* _Problem description_
Copy out every one of the records below, switching "this photo" to "this image" and leaving everything else unchanged. Leave the pictures out.
— Start of Material to process —
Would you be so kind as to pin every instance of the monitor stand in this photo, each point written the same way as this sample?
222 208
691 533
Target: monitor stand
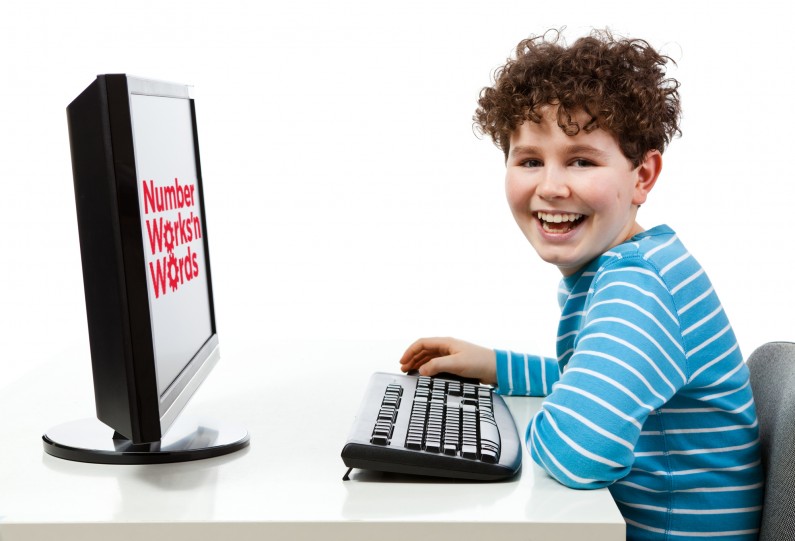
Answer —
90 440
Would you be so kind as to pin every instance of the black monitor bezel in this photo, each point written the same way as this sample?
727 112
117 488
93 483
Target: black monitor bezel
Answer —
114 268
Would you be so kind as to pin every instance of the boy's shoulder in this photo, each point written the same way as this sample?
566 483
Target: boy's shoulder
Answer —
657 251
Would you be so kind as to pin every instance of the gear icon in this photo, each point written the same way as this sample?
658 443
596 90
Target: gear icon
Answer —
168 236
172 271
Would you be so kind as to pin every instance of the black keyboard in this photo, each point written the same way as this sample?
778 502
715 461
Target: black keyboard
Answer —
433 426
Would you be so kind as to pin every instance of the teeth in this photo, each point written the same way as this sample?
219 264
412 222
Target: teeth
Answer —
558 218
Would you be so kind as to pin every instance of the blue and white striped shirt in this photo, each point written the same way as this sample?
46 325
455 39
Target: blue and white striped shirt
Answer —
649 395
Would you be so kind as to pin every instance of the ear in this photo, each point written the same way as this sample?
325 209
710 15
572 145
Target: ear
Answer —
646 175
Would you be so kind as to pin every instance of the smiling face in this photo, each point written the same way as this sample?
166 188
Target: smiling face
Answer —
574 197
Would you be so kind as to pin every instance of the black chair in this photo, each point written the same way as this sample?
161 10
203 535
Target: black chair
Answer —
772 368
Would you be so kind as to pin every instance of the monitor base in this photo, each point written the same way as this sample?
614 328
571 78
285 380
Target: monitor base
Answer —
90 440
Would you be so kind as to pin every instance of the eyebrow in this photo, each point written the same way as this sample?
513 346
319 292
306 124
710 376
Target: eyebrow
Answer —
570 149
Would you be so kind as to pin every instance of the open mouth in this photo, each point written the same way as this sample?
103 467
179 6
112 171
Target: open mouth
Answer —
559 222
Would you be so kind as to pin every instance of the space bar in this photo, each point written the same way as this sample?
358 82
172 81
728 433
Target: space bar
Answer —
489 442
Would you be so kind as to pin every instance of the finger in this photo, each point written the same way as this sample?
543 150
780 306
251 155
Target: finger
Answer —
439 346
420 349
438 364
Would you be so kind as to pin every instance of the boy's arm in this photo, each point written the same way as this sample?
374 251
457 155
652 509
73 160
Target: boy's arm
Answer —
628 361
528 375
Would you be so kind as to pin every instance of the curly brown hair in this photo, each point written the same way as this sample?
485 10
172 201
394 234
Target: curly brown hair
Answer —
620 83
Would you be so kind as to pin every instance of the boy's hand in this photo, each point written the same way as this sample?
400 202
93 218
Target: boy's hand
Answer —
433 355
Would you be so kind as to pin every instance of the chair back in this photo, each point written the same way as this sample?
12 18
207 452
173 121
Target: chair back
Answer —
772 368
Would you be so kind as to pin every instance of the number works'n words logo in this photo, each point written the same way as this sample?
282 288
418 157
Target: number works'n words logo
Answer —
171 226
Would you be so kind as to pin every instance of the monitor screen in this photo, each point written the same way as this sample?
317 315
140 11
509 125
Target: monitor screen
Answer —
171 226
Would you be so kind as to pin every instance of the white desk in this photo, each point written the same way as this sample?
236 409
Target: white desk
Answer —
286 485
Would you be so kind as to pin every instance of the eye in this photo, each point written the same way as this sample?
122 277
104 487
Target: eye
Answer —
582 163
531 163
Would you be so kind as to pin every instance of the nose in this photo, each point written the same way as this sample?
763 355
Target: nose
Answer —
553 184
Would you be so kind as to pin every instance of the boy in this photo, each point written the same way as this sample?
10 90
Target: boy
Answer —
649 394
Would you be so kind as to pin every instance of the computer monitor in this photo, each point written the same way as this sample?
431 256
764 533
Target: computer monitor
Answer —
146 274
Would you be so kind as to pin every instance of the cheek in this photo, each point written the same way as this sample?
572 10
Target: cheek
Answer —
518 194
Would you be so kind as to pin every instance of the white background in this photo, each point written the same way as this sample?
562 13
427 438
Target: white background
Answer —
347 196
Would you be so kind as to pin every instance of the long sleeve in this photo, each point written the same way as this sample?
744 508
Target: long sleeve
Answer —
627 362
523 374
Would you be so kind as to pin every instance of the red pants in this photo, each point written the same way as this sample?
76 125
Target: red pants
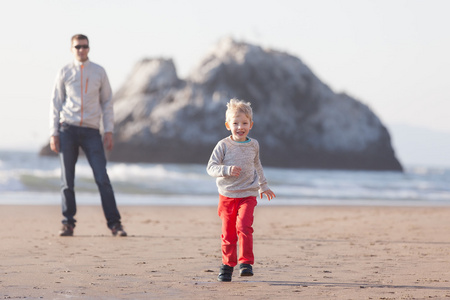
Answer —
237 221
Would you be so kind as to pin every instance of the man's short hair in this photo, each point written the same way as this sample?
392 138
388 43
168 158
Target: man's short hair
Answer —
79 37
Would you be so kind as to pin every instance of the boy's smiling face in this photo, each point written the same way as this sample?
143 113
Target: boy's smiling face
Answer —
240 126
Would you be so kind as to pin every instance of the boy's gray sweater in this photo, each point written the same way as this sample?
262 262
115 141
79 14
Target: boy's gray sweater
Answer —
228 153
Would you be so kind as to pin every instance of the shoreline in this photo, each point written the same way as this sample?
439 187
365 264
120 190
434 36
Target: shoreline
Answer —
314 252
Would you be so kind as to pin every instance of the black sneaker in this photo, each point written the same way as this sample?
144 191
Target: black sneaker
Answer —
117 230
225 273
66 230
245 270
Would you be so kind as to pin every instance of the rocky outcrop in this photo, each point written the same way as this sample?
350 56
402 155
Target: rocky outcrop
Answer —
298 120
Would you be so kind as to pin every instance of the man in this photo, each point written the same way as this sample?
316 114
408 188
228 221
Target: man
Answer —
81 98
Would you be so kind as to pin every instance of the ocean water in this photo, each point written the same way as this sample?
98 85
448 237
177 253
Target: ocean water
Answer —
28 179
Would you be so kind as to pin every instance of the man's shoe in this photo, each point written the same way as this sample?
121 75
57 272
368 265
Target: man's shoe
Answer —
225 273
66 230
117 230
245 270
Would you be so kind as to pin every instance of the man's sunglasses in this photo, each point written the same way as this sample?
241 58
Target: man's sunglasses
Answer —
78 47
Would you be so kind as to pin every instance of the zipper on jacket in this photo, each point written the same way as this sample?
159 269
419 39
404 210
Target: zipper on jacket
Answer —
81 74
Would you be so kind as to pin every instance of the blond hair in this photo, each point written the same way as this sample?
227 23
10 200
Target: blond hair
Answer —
— End of Material to process —
* _Output of the task_
Would you be so kind as to pin every instance of the monitor stand in this image, each point written the same way as this sample?
222 208
691 533
Target: monitor stand
Answer —
90 440
Would you be so kind as to pin every instance of the black monitor bezel in this image, each point written the same way as this sample?
727 112
117 488
93 483
Target: black monitor bezel
Answer —
114 268
Would you be so kind as to pin every instance of the boy's shoulder in this image, each point written the same way as this sample?
566 483
Target: boy's shoulder
Answer —
657 251
Would you be so kind as to pin every instance of the gear icon in this image, each point written the same way as this sample?
658 443
596 90
Target: gear icon
Answer —
168 236
172 271
Would you be so kind as to pin every instance of the black keyboard in this image, each point written the same way as this sample?
778 502
715 461
Target: black keyboard
Answer —
433 426
Would you be so kind as to pin every instance of the teeth in this image, each point written the same way as this sample?
219 264
412 222
Target: teeth
Answer —
558 218
Would you be so kind as to pin every instance of the blue and white striped shirt in this image, each point written the same way as this sample?
46 325
455 39
Target: blue and white striped shirt
Answer —
649 395
Would you be so kind as to pin every instance of the ear in this image, each point written the same way as this sample?
325 209
710 15
572 145
Target: ear
Answer —
646 175
Would you be so kind as to pin every instance of the smiling face in this image, each point written the same way as this sample?
166 188
Target: smiling face
Answer —
574 197
Would you be so kind as to pin every instance of the black chair in this image, each point written the same way as this sample?
161 10
203 535
Target: black chair
Answer —
772 368
Would you be so kind as to pin every instance of the monitor base in this image, each point written the same way as this sample?
614 328
571 78
285 380
Target: monitor base
Answer —
90 440
Would you be so kind as to pin every instance of the eyebrow in this image, each point written the same way as this sample?
513 346
319 292
306 124
710 376
Target: eyebrow
Answer —
570 149
Would you be so kind as to pin every instance of the open mouth in this image, each point written the same way as this sample?
103 467
179 6
112 171
Target: open mouth
Answer —
559 222
Would you be so kind as to pin every instance of the space bar in this image, each point written the same way as this sample?
358 82
172 81
728 433
Target: space bar
Answer —
489 442
Would you be so kind as to pin every instance of the finger in this image, each point written the same way as this sample?
543 150
780 306
251 155
Target: finger
Answer —
439 346
420 349
438 364
Would you be so kind as to pin every instance of the boy's arm in this image, each point written the same way as this sample?
374 251
457 155
652 509
73 160
Target: boy's arm
Answer —
628 361
528 375
Would you be so kind as to pin every instance of the curly brown hair in this image, each point written the same way as this sample?
485 10
172 201
394 234
Target: curly brown hair
Answer —
620 83
Would you be so kind as to pin every instance of the boy's hand in this image, each point written the same way as this sample?
400 202
93 218
Target: boy's hand
Answer —
433 355
Would you be so kind as to pin every instance of the chair back in this image, each point written the same way as this sample?
12 18
207 452
173 121
Target: chair back
Answer —
772 368
Would you be so kind as to pin every instance of the number works'n words logo in this image, each point written the same way as this sample?
282 288
418 157
Target: number works'n words logo
Answer —
171 226
Would you be so kind as to pin every instance of the monitor screen in this image, each point written the same way as this sample?
317 315
140 11
509 125
Target: monitor screen
Answer —
171 226
Would you be so kind as to pin every instance of the white desk in this image, each point written the same way as this sample?
236 409
Target: white desk
Answer —
286 485
Would you be so kind as to pin every instance of the eye in this image, each point written the same way as this sample?
122 277
104 487
Target: eye
Answer —
582 163
531 163
Would you be so kind as to pin every instance of the nose in this image, each point written the same way as this sample?
763 355
Target: nose
Answer —
553 184
Would you be so kind as to pin every instance of the boy in this image, each point written the same way as this sample?
10 90
Target: boy
Answer —
649 394
Would you be so kind as to pin every instance of the computer monitor in this image, each point written the same way as this sample?
431 256
764 533
Target: computer monitor
Answer —
146 274
Would you be so kind as to pin every instance of the cheek in this image, each point written the same way as this sample?
572 10
Target: cheek
Answer —
518 194
Would you be so kind as to pin every instance of the white background in this image, each point written the same way as this sample?
562 13
427 438
Target: white background
Answer —
347 196
Would you be so kind as to pin every instance of the long sleeve in this image, each point written the same way as this sample?
744 508
Target: long sleeve
Answer —
627 362
523 374
Would you be so kind as to pin every instance of the red pants in this image, each point written the same way as this sample?
76 125
Target: red pants
Answer —
237 221
Would you be so kind as to pin every instance of the man's short hair in this image, each point written the same way as this sample?
392 138
388 43
168 158
Target: man's short hair
Answer —
79 37
Would you be so kind as to pin every instance of the boy's smiling face in this image, each point written the same way as this sample?
143 113
Target: boy's smiling face
Answer —
240 126
Would you be so kind as to pin every instance of the boy's gray sweater in this image, each point written the same way as this sample?
262 262
115 141
79 14
Target: boy's gray sweater
Answer —
228 153
Would you be so kind as to pin every instance of the shoreline in this image, each point written the same way as this sample?
439 187
365 264
120 190
434 36
Target: shoreline
Answer —
314 252
Would you be so kind as to pin every instance of the black sneaker in this image, each point written the same way as this sample?
144 191
Target: black sneaker
Answer —
117 230
225 273
66 230
245 270
Would you be so kind as to pin every instance of the rocky outcrop in this image, each point written the same way as this sample?
350 56
402 155
Target: rocky outcrop
Answer —
298 120
Would you be so kind as to pin every instance of the man in this image, each point written the same way as this sample?
316 114
408 188
228 221
Target: man
Answer —
81 98
Would you be so kind as to pin every instance of the ocean water in this image, each point written the same way as this sample?
98 85
448 237
177 253
Target: ocean water
Answer —
28 179
Would you be so kind as to pin every instance of the man's shoe in this image, each point written the same way as this sample?
121 75
57 272
368 265
Target: man's shoe
Answer —
225 273
66 230
117 230
245 270
Would you be so kind as to pin every instance of the man's sunglasses in this image, each point written the same way as this sample?
241 58
Target: man's sunglasses
Answer —
78 47
Would you be so kind as to pin every instance of the zipper on jacket in this image, each point written the same way as this sample?
159 269
419 39
404 210
Target: zipper on jacket
Answer —
81 74
Would you be so kind as to pin every instance of the blond hair in this image, each point written the same way as this sample?
227 23
10 200
Target: blond hair
Answer —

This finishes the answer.